- Short exercise
Please copy the records below, substituting "Annotator check" for every occurrence of "Reviewer check" and leaving all else unchanged.

==== Supplied entries ====

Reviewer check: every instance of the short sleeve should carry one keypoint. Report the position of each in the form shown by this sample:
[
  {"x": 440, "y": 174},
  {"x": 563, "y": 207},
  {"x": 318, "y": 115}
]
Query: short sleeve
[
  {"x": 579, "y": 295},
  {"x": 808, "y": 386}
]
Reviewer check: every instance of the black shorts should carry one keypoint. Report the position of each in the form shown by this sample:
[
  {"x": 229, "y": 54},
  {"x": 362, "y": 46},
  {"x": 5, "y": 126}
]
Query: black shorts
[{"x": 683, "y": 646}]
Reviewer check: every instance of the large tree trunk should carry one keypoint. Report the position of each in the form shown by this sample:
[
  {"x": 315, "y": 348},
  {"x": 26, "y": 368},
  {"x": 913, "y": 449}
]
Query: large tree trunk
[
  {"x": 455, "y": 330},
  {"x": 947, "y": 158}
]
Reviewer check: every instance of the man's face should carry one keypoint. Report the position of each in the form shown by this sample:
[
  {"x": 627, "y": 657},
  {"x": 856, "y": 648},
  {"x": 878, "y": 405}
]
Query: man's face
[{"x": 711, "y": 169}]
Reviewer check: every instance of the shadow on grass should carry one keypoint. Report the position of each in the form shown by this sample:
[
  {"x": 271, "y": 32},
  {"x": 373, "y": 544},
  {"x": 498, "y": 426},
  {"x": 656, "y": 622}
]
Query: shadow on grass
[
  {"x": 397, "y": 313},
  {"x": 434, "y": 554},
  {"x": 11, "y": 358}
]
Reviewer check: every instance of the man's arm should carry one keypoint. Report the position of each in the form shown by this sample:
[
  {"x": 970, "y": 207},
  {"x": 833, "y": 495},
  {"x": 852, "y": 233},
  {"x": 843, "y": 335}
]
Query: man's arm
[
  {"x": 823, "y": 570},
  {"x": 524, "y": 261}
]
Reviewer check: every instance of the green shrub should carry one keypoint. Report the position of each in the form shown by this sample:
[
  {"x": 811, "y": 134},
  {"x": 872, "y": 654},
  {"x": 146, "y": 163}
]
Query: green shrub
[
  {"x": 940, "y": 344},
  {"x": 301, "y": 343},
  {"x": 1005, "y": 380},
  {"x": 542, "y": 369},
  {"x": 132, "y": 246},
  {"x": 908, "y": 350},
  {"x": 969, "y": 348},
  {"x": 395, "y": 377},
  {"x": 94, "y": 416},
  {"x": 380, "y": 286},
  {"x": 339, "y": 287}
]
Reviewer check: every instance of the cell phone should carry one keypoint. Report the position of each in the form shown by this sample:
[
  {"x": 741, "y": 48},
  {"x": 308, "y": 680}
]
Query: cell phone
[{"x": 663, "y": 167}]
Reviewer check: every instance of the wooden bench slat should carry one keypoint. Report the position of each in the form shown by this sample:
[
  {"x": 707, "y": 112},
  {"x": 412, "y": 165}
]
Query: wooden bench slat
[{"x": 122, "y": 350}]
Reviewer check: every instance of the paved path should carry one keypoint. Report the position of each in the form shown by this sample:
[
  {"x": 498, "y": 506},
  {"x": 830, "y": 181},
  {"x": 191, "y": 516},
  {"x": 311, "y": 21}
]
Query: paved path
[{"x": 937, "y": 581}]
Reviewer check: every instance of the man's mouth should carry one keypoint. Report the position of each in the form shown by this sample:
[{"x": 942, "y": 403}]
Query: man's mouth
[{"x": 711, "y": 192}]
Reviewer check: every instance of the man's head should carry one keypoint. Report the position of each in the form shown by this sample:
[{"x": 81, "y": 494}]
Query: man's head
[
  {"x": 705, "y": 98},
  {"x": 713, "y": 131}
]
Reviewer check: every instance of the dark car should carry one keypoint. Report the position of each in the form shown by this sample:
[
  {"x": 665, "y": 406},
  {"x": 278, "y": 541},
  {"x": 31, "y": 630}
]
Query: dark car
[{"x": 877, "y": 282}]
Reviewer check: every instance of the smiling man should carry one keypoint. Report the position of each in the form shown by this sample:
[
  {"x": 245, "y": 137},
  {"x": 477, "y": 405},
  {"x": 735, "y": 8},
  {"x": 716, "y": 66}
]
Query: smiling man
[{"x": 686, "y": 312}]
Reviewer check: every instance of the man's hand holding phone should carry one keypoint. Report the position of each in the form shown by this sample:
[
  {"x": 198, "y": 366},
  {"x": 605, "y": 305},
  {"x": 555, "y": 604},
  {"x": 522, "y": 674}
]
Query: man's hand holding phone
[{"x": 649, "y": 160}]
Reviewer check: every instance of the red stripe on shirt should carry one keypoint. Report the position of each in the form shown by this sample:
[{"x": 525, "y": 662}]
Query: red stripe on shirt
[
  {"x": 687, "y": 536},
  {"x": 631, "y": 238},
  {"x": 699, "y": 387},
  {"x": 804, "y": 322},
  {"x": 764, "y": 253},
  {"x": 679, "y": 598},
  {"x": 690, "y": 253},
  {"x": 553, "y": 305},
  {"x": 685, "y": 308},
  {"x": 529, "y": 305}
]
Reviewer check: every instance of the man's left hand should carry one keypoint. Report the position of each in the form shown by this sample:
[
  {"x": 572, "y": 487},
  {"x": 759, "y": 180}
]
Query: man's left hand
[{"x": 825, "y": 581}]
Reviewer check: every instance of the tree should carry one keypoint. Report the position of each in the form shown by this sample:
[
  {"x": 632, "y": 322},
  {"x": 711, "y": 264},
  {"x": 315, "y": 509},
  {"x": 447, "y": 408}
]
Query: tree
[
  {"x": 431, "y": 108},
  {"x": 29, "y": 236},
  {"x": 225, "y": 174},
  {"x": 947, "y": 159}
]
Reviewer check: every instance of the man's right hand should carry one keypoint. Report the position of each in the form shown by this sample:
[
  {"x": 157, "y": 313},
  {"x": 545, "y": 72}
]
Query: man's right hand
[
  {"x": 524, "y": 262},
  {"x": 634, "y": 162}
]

====

- Exercise result
Annotator check: every instance of the short sleeve should carry one keypoint. Report the position of each in the form shown by this sample:
[
  {"x": 440, "y": 174},
  {"x": 563, "y": 207},
  {"x": 318, "y": 115}
]
Query: short sleeve
[
  {"x": 579, "y": 295},
  {"x": 808, "y": 386}
]
Annotator check: every instance of the black shorts should carry one keypoint. Report the position of each in the form shown by this sample:
[
  {"x": 229, "y": 54},
  {"x": 362, "y": 46},
  {"x": 5, "y": 126}
]
Query: black shorts
[{"x": 683, "y": 646}]
Annotator check: every instance of the large tree trunk should carry one keypoint. Report the position of each in the form shown by this sample:
[
  {"x": 315, "y": 348},
  {"x": 26, "y": 368},
  {"x": 913, "y": 449}
]
Query: large tree trunk
[
  {"x": 455, "y": 330},
  {"x": 947, "y": 158}
]
Annotator check: every instance of the man's face should carry one keypoint. Report the position of each in the form shown by this sample:
[
  {"x": 627, "y": 657},
  {"x": 856, "y": 648},
  {"x": 878, "y": 405}
]
Query: man's face
[{"x": 711, "y": 169}]
Annotator check: every instance of the shadow on grass should carry one keypoint. Report the position of each in the form shown by this sample:
[
  {"x": 271, "y": 32},
  {"x": 373, "y": 544},
  {"x": 498, "y": 426},
  {"x": 656, "y": 622}
]
Query: shadow on grass
[
  {"x": 397, "y": 313},
  {"x": 434, "y": 554},
  {"x": 11, "y": 358}
]
Annotator check: every instance of the man's arm should carry one keypoint. Report the position of each in the form shown by this sample:
[
  {"x": 970, "y": 207},
  {"x": 833, "y": 495},
  {"x": 852, "y": 233},
  {"x": 843, "y": 335}
]
Query: man's arm
[
  {"x": 823, "y": 570},
  {"x": 524, "y": 261}
]
Annotator check: every instance of the green shrub should carry one keypoint. Report the position of each in the form shown by this sample:
[
  {"x": 811, "y": 134},
  {"x": 872, "y": 654},
  {"x": 146, "y": 163}
]
Query: green shrub
[
  {"x": 940, "y": 344},
  {"x": 301, "y": 343},
  {"x": 1005, "y": 380},
  {"x": 542, "y": 369},
  {"x": 132, "y": 246},
  {"x": 908, "y": 350},
  {"x": 969, "y": 348},
  {"x": 395, "y": 377},
  {"x": 94, "y": 416},
  {"x": 380, "y": 286},
  {"x": 339, "y": 287}
]
Annotator check: every instance of the cell phone should carry one keypoint. Report the position of each in the form shown by this sample:
[
  {"x": 741, "y": 48},
  {"x": 308, "y": 680}
]
Query: cell phone
[{"x": 663, "y": 167}]
Annotator check: every instance of the wooden bench slat should carry one keypoint. Report the position of each in the form shown by this sample:
[
  {"x": 707, "y": 112},
  {"x": 412, "y": 165}
]
Query: wooden bench slat
[{"x": 122, "y": 350}]
Annotator check: every instance of the paved path should carry one keypoint. Report the position of each in the form shown by this sample:
[
  {"x": 498, "y": 506},
  {"x": 830, "y": 181},
  {"x": 191, "y": 516},
  {"x": 311, "y": 21}
]
Query: paved path
[{"x": 937, "y": 581}]
Annotator check: every instance of the man's mouth should carry one keypoint. Report the position of each in the form shown by this sample:
[{"x": 942, "y": 403}]
Query: man's mouth
[{"x": 711, "y": 192}]
Annotator check: every instance of the man's head should carry one keypoint. Report the position of each in the form shown by this sample:
[{"x": 81, "y": 494}]
Query: man's head
[
  {"x": 705, "y": 98},
  {"x": 713, "y": 131}
]
Annotator check: every instance of the dark car should carry one keypoint. Report the position of each in the form shown by this sample:
[
  {"x": 665, "y": 406},
  {"x": 278, "y": 541},
  {"x": 31, "y": 630}
]
Query: dark car
[{"x": 877, "y": 282}]
Annotator check: every instance of the smiling man should carry one keypoint. Report the position of each in the form shown by this sample:
[
  {"x": 245, "y": 137},
  {"x": 477, "y": 405},
  {"x": 735, "y": 8},
  {"x": 716, "y": 66}
]
Query: smiling man
[{"x": 686, "y": 312}]
Annotator check: every instance of the man's hand holding phone should carry one keypoint. Report the position of each in the form shown by this sample:
[
  {"x": 198, "y": 366},
  {"x": 605, "y": 305},
  {"x": 555, "y": 604},
  {"x": 522, "y": 674}
]
Query: man's hand holding phone
[{"x": 649, "y": 160}]
Annotator check: every instance of the red stripe on shirt should carry one keypoint. Report the position of each in the form shown by this sample:
[{"x": 525, "y": 662}]
Query: red stripe on shirt
[
  {"x": 687, "y": 536},
  {"x": 631, "y": 238},
  {"x": 699, "y": 387},
  {"x": 804, "y": 322},
  {"x": 764, "y": 253},
  {"x": 679, "y": 598},
  {"x": 690, "y": 253},
  {"x": 553, "y": 305},
  {"x": 685, "y": 308},
  {"x": 529, "y": 305}
]
Annotator check: every instance of the man's left hand should carry one keypoint. Report the position of each in the form shown by this sample:
[
  {"x": 572, "y": 487},
  {"x": 759, "y": 180}
]
Query: man's left hand
[{"x": 825, "y": 581}]
Annotator check: every instance of the tree should carry one keypoint. Report the position of each in the form shown by this sample:
[
  {"x": 632, "y": 322},
  {"x": 711, "y": 264},
  {"x": 315, "y": 509},
  {"x": 447, "y": 408}
]
Query: tree
[
  {"x": 431, "y": 108},
  {"x": 29, "y": 236},
  {"x": 225, "y": 174},
  {"x": 947, "y": 159}
]
Annotator check: every instance of the man's right hand should carry one keypoint. Report the position of each in the form shown by this sample:
[
  {"x": 157, "y": 313},
  {"x": 545, "y": 72}
]
Query: man's right hand
[
  {"x": 524, "y": 262},
  {"x": 634, "y": 162}
]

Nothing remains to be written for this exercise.